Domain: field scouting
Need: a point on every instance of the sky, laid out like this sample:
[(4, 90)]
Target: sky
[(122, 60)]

▶ _Work to complete_
Give back the data exactly.

▶ _Result of the task_
Domain: field scouting
Need: a point on every instance of the sky, laid out like this sample:
[(4, 90)]
Target: sky
[(122, 60)]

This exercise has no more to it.